● **Stated goal**
Reproduce, word for word, the passage of the Cup-day text from "I'm off to the" to "the world today.".

● **Text**
>> begin
The great race

I'm off to the Cup today. This must be about the 15th I've attended as child and adult, maybe more. This time around I was reluctant to attend despite it being the 150th running, and the probability that this is the best field to ever start. I agreed to attend as a favour, grumbling as I did so, preferring, I thought, to spend the day quietly planting my summer tomatoes and getting over my jet lag.

Now I'm sitting here at my desk fully kitted up – suit, tie, cufflinks and freshly polished shoes – and I'm more positive towards the day. It's special after all, if not the most special day of racing worldwide – that's probably Derby Day – then it is certainly the most extravagant race in the world today.

I'll enjoy all the usual festivities, have a flutter or two, get stuck into the bubbles and have the odd nibble. Somewhere along the line I'll likely have a flirt or two with some of the racy fillies attending, dressed up to the nines and in a party mood.

There is an additional appeal today in watching the much acclaimed So You Think take on the field. I watched last year at Moonee Valley as it turned on the after-burners to clean up a smart field in the Cox Plate. I thought it was a pretty special horse after that. This year has been better. While I was away it won the Cox Plate again going away, and on Saturday easily won the Mackinnon. It comes into the Cup today after winning five on the trot. Can it go the distance? That's the question.
>> end
● **Record extracts**
>> begin
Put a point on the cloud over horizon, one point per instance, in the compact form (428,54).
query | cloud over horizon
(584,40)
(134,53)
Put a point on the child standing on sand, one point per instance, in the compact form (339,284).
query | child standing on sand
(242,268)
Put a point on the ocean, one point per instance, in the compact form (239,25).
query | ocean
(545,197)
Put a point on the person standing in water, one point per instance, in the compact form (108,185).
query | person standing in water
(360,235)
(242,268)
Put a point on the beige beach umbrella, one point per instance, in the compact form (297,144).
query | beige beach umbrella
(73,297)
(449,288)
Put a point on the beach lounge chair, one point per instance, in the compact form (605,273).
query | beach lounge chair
>> end
● **Response**
I'm off to the Cup today. This must be about the 15th I've attended as child and adult, maybe more. This time around I was reluctant to attend despite it being the 150th running, and the probability that this is the best field to ever start. I agreed to attend as a favour, grumbling as I did so, preferring, I thought, to spend the day quietly planting my summer tomatoes and getting over my jet lag.

Now I'm sitting here at my desk fully kitted up – suit, tie, cufflinks and freshly polished shoes – and I'm more positive towards the day. It's special after all, if not the most special day of racing worldwide – that's probably Derby Day – then it is certainly the most extravagant race in the world today.